Goal of the exercise: Count the lines in the data below that contain the string "white", and return only the resulting number.
########################################
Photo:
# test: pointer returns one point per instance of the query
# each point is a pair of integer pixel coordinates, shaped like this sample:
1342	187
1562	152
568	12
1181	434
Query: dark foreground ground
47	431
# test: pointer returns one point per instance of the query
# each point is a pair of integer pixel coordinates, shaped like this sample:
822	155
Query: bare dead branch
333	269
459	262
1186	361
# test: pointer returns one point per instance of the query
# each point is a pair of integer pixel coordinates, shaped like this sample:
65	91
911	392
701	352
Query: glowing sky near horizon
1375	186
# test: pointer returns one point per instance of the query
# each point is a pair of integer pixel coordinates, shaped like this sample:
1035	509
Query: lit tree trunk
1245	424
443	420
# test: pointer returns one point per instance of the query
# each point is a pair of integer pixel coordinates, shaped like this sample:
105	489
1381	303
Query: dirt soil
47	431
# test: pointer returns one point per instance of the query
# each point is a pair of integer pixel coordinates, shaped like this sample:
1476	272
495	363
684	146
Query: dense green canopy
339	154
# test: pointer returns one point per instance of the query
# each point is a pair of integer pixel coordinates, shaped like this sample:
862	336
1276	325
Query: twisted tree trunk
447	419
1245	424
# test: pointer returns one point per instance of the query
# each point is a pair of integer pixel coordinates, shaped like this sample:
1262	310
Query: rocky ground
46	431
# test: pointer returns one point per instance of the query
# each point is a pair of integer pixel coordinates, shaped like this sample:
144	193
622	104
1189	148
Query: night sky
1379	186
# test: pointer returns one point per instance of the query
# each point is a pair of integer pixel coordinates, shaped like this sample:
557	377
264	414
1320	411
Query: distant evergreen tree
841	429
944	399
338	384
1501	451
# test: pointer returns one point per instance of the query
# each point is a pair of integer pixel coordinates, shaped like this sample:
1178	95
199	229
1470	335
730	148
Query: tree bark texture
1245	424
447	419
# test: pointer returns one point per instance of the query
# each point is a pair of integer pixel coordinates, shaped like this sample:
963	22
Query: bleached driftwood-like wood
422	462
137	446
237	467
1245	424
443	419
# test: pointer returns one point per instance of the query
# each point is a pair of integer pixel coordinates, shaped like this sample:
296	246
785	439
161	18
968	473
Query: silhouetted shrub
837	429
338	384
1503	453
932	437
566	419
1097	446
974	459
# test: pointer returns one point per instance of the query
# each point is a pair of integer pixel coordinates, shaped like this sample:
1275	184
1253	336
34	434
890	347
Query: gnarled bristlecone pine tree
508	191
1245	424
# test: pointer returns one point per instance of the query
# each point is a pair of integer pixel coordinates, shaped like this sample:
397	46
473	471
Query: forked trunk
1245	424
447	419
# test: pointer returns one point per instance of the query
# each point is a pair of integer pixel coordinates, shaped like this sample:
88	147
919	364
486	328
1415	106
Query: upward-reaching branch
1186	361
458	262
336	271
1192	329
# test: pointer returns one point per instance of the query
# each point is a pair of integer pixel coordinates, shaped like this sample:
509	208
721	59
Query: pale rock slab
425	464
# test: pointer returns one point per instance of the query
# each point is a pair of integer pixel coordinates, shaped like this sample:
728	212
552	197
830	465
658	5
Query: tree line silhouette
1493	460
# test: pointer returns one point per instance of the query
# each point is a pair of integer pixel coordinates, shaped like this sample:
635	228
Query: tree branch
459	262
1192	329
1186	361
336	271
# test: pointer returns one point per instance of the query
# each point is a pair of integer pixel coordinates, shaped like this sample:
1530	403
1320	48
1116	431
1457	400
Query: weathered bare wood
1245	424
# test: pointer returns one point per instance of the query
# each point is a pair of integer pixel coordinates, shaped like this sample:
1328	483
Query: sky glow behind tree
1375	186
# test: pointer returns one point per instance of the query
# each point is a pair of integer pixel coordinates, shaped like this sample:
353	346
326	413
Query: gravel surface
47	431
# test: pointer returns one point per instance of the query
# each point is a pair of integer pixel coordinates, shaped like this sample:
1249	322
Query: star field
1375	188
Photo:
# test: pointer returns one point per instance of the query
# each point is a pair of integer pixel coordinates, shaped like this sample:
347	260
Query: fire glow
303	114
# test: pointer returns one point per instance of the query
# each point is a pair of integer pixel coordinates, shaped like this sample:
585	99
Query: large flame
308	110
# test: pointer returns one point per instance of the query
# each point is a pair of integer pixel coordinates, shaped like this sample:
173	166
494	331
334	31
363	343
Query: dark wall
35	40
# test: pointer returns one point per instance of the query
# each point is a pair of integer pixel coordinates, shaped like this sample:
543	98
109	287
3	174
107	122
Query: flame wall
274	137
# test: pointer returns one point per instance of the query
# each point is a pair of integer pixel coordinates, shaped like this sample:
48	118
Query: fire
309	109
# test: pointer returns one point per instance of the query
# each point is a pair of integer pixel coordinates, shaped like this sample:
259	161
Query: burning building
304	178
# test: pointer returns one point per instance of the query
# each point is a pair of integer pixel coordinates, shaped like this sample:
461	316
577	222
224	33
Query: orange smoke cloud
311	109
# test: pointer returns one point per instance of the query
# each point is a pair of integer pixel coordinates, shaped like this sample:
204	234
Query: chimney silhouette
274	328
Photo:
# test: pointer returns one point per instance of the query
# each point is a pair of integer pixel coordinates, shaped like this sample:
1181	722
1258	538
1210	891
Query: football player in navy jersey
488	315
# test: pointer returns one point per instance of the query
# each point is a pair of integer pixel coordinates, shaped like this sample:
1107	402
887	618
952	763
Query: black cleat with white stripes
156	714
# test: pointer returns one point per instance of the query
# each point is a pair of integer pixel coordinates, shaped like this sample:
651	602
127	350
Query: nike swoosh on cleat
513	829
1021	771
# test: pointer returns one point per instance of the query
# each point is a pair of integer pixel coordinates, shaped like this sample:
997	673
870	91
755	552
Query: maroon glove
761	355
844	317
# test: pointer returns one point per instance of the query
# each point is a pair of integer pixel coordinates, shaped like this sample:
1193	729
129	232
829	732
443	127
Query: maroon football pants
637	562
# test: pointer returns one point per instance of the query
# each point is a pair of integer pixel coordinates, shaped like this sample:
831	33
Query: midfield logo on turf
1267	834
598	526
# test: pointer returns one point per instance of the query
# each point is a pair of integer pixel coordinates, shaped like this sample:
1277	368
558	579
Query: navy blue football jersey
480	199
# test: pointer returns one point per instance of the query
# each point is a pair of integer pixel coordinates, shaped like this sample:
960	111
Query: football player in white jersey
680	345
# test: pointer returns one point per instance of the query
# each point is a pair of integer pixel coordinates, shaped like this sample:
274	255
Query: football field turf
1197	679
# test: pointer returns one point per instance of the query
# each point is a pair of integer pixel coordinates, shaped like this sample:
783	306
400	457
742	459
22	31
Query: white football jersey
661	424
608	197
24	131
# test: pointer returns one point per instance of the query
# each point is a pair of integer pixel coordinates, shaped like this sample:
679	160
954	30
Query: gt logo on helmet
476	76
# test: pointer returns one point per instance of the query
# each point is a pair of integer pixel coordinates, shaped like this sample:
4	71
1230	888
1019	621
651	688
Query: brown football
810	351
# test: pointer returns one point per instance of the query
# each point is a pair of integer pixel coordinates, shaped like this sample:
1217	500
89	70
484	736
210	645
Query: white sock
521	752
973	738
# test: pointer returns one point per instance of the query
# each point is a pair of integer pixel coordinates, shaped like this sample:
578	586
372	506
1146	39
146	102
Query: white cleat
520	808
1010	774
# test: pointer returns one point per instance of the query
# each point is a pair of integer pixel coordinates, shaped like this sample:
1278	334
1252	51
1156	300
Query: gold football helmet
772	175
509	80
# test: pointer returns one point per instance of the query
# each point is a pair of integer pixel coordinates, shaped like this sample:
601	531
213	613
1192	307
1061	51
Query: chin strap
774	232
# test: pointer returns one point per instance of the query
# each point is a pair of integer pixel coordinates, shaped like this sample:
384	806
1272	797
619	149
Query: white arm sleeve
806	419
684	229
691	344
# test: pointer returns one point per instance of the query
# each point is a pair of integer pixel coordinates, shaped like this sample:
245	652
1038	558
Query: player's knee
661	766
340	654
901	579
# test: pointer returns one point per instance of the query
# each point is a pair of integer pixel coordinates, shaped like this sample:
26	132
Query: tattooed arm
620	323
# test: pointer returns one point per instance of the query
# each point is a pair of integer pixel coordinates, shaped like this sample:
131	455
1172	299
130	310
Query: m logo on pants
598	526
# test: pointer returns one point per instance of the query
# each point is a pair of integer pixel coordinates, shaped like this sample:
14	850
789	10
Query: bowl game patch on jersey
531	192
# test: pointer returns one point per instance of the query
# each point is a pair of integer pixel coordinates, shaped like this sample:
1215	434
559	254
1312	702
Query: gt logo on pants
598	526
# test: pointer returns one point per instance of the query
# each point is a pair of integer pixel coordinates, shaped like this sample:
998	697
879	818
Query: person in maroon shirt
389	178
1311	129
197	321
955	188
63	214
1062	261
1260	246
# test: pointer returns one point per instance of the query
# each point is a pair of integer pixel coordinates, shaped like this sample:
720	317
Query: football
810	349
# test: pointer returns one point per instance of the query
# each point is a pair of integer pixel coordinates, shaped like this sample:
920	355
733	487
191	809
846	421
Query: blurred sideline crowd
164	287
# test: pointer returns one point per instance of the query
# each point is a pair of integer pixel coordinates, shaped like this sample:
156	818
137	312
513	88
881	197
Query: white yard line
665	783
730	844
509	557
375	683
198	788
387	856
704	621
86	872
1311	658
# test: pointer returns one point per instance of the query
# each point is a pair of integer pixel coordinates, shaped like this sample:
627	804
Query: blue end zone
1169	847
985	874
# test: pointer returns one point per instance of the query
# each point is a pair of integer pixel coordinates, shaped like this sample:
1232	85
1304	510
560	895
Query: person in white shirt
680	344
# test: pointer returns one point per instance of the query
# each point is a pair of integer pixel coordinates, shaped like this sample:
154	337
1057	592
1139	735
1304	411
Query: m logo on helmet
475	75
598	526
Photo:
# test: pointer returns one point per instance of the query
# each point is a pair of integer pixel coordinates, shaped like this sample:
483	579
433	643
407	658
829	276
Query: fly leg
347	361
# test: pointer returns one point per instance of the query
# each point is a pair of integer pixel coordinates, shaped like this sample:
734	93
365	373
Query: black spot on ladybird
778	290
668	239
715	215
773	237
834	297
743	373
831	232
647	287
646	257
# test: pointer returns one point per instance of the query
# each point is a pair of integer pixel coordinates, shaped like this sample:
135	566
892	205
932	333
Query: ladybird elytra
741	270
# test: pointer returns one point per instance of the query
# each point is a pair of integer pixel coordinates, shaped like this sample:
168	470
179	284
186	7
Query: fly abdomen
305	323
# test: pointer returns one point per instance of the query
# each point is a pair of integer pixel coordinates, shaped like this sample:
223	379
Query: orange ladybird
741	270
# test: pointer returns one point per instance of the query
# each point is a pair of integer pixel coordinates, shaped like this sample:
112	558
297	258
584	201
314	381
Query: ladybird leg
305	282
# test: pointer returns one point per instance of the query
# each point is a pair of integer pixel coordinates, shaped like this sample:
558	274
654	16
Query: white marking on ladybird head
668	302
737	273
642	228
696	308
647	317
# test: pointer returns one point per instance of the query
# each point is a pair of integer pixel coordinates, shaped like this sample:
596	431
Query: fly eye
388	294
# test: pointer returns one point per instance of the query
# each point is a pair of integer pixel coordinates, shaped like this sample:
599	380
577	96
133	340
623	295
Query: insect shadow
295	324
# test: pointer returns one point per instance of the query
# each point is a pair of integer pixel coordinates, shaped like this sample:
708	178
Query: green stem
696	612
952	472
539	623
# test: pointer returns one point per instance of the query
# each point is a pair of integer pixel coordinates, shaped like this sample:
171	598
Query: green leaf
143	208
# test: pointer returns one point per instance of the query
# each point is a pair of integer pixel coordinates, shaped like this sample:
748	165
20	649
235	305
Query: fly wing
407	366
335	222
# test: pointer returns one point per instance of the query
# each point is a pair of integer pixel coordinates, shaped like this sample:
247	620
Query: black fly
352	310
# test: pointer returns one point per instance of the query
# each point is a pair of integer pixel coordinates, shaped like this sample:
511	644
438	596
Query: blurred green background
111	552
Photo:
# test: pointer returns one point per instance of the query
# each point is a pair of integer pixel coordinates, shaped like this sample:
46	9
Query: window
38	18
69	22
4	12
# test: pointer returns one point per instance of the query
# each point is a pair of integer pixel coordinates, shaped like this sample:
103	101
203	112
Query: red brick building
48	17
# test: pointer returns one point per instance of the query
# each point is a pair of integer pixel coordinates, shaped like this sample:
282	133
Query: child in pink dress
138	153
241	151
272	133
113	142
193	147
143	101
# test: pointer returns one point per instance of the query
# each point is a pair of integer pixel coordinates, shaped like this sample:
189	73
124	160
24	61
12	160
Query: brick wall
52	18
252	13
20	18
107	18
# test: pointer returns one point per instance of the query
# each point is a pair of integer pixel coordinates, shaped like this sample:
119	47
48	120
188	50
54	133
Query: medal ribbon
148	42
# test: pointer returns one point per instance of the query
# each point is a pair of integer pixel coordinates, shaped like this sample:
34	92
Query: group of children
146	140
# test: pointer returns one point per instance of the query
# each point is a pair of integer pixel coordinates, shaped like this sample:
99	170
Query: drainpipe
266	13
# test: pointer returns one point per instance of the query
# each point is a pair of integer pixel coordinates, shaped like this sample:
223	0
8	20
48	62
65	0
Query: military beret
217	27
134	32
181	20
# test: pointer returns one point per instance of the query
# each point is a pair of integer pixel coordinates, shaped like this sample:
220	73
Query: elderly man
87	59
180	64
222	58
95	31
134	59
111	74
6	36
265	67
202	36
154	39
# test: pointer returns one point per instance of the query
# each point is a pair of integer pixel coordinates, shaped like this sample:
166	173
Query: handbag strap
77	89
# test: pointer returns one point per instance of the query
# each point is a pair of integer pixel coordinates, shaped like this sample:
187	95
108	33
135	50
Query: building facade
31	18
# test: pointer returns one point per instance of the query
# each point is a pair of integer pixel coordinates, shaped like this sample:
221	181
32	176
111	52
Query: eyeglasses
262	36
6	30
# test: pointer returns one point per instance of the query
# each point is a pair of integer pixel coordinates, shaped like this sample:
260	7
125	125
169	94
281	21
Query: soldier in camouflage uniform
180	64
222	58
########################################
Correct result: 9